Total loss: \(\mathcal{L}_\text{PFT} = \lambda_E\mathcal{L}_E + \lambda_F\mathcal{L}_F + \lambda_\sigma\mathcal{L}_\sigma + \lambda_\Phi\mathcal{L}_\Phi\). The first three follow standard EFS (MAE for energy/stress, \(\ell_2\) for force). The phonon structure forces and stresses are approximated as 0 (equilibrium), and supercell energy is the unit cell energy multiplied by the number of repetitions. Co-training ratio \(K=4\). PFT runs for 200 epochs. The same hyperparameter configuration was reused across MACE-MP-0 and Nequix OAM without further tuning.

Key Experimental Results¶

Main Results¶

Dataset / Metric	Nequix MP base	Nequix MP PFT	Nequix MP PFT (No co-train)	Prev. SOTA (MPtrj)
MDR Phonon \(\omega_\text{max}\) (K) MAE	24	12	10	eSEN-MP 24
MDR Phonon \(S\) (J/K/mol) MAE	32	14	11	eSEN-MP 14
MDR Phonon \(F\) (kJ/mol) MAE	12	5	4	eSEN-MP 4
MDR Phonon \(C_V\) (J/K/mol) MAE	6	3	2	eSEN-MP 5
3rd-order Force Constant \(\Phi^{(3)}\) MAE (meV/Å³)	10.52	8.35	7.46	—
Matbench Disc. Thermal \(\kappa_\text{SRME}\) ↓	0.446	0.307	0.281	eSEN-30M 0.340

Errors in four phonon thermodynamic quantities were reduced by an average of 55%. The same recipe on MACE-MP-0 reduced \(\omega_\text{max}\) from 61 to 19 and \(S\) from 60 to 14. On the stronger Nequix OAM base model, PFT still achieved a 50% reduction. Notably, Nequix MP PFT (708K parameters) outperformed the Nequix OAM base model, suggesting Hessian supervision is more efficient than simply increasing upstream data volume.

● ● ● ● ●

▶ **EXERCISE PROMPT**
Continue the passage on phonon fine-tuning of the Nequix and MACE models from the point where it ends.

▶ **RECORDED INFORMATION**
● ● ● ● ●

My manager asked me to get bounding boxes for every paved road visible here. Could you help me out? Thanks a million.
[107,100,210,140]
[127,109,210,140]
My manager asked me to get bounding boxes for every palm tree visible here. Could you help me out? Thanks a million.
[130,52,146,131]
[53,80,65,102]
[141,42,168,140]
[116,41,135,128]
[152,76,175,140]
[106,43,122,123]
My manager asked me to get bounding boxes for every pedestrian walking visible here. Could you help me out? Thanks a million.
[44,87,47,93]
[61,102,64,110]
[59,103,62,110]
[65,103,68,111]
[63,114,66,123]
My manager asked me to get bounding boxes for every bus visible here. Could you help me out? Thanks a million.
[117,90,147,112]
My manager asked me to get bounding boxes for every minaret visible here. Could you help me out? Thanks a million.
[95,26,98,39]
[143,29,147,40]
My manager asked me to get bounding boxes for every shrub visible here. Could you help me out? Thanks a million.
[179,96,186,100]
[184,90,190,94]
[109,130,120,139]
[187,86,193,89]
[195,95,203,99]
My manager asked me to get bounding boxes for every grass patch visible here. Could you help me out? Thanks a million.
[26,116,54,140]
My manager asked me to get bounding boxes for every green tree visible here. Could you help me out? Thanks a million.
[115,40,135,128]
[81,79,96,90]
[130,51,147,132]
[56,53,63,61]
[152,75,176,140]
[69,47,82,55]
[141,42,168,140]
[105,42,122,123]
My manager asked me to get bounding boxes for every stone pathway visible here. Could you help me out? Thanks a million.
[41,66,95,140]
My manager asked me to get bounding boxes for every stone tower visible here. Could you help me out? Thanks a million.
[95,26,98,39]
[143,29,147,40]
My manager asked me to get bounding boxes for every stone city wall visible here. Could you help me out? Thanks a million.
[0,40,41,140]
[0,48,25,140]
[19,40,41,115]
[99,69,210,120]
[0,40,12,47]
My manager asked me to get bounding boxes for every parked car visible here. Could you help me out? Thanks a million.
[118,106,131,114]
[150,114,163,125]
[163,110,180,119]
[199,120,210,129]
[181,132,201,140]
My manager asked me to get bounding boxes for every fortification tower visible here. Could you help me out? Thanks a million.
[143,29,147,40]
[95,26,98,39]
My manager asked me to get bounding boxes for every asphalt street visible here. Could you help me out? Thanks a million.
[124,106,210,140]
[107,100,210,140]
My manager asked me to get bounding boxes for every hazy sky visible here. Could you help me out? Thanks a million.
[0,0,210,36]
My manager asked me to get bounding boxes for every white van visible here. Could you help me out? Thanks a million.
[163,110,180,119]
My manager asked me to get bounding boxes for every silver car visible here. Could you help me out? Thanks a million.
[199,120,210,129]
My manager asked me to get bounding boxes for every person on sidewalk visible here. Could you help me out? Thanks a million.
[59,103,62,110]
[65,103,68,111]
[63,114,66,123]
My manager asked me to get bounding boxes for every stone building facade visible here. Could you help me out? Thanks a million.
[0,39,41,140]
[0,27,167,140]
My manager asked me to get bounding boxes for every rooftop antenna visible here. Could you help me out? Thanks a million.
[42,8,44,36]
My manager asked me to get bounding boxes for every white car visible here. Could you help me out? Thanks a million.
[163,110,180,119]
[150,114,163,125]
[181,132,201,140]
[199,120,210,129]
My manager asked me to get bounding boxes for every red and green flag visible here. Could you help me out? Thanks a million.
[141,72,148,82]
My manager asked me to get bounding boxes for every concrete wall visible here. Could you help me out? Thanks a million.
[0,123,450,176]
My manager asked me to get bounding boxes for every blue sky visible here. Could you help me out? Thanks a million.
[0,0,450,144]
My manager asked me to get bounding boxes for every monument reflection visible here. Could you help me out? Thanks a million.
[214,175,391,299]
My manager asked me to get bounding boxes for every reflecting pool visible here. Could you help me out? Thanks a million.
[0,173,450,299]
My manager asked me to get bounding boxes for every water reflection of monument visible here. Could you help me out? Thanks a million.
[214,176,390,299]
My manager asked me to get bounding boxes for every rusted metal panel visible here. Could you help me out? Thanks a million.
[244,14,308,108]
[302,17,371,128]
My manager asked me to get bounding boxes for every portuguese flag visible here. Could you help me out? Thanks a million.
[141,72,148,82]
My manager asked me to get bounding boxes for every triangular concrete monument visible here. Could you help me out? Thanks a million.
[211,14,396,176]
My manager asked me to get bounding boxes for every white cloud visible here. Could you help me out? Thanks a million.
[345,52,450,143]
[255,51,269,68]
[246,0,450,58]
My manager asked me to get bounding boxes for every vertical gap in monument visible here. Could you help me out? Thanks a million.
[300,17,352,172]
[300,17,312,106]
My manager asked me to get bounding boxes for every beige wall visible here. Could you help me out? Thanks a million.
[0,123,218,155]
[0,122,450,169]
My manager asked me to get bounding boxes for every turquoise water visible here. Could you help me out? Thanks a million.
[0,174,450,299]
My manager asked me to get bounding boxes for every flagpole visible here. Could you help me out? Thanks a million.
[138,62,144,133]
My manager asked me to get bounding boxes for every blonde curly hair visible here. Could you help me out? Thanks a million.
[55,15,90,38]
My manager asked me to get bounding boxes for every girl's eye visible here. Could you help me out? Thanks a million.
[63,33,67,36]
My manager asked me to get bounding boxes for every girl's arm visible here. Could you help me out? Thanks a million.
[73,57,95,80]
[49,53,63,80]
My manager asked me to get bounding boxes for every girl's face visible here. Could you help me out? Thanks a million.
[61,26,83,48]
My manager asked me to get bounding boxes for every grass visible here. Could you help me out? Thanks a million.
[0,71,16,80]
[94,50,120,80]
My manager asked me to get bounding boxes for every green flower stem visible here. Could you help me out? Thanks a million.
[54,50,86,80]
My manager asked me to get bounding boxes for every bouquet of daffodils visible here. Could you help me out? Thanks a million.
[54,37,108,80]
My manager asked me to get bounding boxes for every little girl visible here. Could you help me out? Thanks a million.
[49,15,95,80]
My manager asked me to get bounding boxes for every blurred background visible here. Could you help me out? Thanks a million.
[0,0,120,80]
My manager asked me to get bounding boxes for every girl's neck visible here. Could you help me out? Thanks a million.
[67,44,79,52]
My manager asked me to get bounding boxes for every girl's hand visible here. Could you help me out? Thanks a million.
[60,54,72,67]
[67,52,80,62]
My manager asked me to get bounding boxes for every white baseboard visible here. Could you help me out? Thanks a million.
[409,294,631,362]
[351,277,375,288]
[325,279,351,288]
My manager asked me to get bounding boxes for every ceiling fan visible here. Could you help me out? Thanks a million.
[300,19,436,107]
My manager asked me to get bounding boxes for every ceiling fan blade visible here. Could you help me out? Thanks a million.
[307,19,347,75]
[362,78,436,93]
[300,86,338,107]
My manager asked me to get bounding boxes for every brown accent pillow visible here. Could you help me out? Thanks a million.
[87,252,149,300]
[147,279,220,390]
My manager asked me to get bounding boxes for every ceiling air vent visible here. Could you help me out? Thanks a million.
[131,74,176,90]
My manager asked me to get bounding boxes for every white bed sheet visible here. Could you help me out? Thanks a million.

● ● ● ● ●

▶ **ANSWER TO THE PROBLEM**
Ablation Study¶

Configuration	Hessian MAE	MPtrj EFS Degradation	Description
Nequix MP base	High	0	EFS training only
EFS Fine-tuning on phonon displacement	Higher than base	—	\(\omega_\text{max}\) error spiked from 24 to 182; EFS signal cannot replace Hessian supervision
PFT (No co-training)	Lowest	Significant degradation (Fig. 3)	Best phonons but catastrophic forgetting
PFT (co-training, \(K=4\))	Slightly higher than no co-train	Minimal degradation	Best overall balance
Force Constant Inference: FD vs. AD	Nearly identical (Table 1)	—	HVP analytical method eliminates the displacement distance hyperparameter

Key Findings¶

"Hessian error vs. phonon property error" shows strong positive correlation across models (Fig. 2 / Fig. 5). Correcting the curvature automatically improves downstream properties, redefining phonon prediction as a regression problem.
Even though only second-order derivatives are supervised, models show 20–30% improvement in third-order force constants and thermal conductivity, indicating that Hessian supervision implicitly constrains higher-order PES smoothness.
EFS training on rattled/perturbed structures does not substitute for Hessian supervision—this serves as an important warning for training paradigms like OMat24 that rely on noisy equilibrium configurations.

Highlights & Insights¶

HVP as a first-class training primitive: The authors adapted the HVP technique (common in PINNs/implicit differentiation) for MLIP training, enabling \(O(N)\) second-order derivative supervision on GPUs. The implementation is just a few lines of JAX, compatible with any energy model that supports grad.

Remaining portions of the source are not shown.